*TEXT PROVIDED:*
Begin
Outgoing Mexican President Andrés Manuel López Obrador (AMLO) has sent Congress 18 proposed constitutional amendments, as well as two proposals for far-reaching secondary legislation. The proposals, which do not cloak their ambition, are to be interpreted as AMLO’s political will and testament.

  • The president wants judges and magistrates to be elected by popular vote. He also calls for an annual above-inflation hike to the minimum wage, with significant pay raises for state employees.

  • The package of reforms is an utter crowd pleaser; it has something for everyone. It seeks to ban fracking and open-pit mining, protect water rights, and establish the right to housing, education, and work. AMLO also wishes to provide constitutional recognition to indigenous and Afro-Mexican groups. 

  • The most expensive is the proposed pension reform, which would guarantee retirees a monthly payment identical to their final salary, up to a limit of 16,777 Mexican pesos (US$984.61).

Between the Lines. AMLO proposes financing these additional expenses by dissolving autonomous agencies and shrinking Congress, which would go from 500 deputies and 128 senators to 300 and 64, respectively. The Supreme Court would go from 11 to nine to justices—a cosmetic change intended to punish adversaries.
End
*DATA:*
Begin
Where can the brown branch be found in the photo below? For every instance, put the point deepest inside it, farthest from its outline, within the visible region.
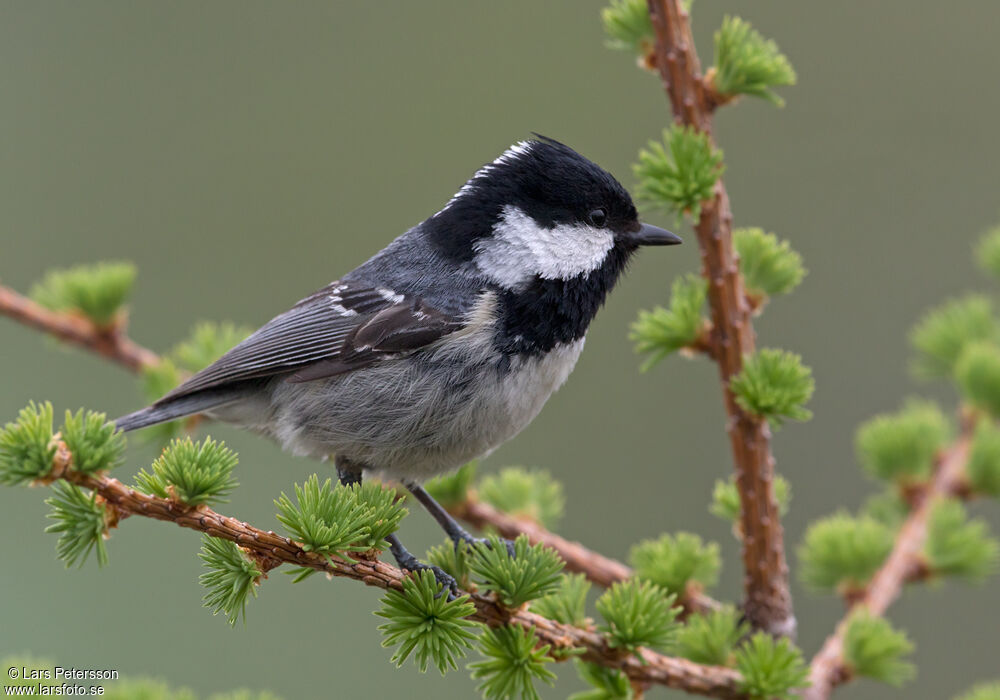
End
*CHALLENGE 1:*
Decide whether each statement below agrees with the piece on López Obrador's reform package. Answer yes or no for each one, and quote the words from the piece that settle it.
(a) The pension reform is the most expensive of the proposals.
(b) Under the proposal, the Senate would shrink to 64 members.
(c) The president wants judges to be appointed by Congress.
*CHALLENGE 2:*
From the piece on López Obrador's reform package, copy the passage starting with "Between the Lines." and going on through "to punish adversaries.".
*CHALLENGE 3:*
Please carry on writing the piece on López Obrador's reform package, starting after its final sentence.

*EXERCISE ANSWER 1:*
(a) Yes: "The most expensive is the proposed pension reform"
(b) Yes: "which would go from 500 deputies and 128 senators to 300 and 64, respectively"
(c) No: "The president wants judges and magistrates to be elected by popular vote."

*EXERCISE ANSWER 2:*
Between the Lines. AMLO proposes financing these additional expenses by dissolving autonomous agencies and shrinking Congress, which would go from 500 deputies and 128 senators to 300 and 64, respectively. The Supreme Court would go from 11 to nine to justices—a cosmetic change intended to punish adversaries.

*EXERCISE ANSWER 3:*
  • AMLO also wishes to reduce the federal contribution to campaign expenses. For this year’s elections, the National Electoral Institute will hand over 10.4 billion pesos (~$612.6 million) to the country’s parties.

  • Such a change would disproportionately harm the opposition, which lacks the ability to campaign from within the state. This does not bother AMLO, whose goal, in his words, is to make it “very difficult” for his reforms to be reversed.

  • AMLO is aware that the package of reforms likely will not be approved by the current Congress. His initiatives have two primary purposes: to serve as campaign fodder, and above all, to set the agenda for his hand-picked successor, Claudia Sheinbaum, who will likely enjoy a comfortable majority.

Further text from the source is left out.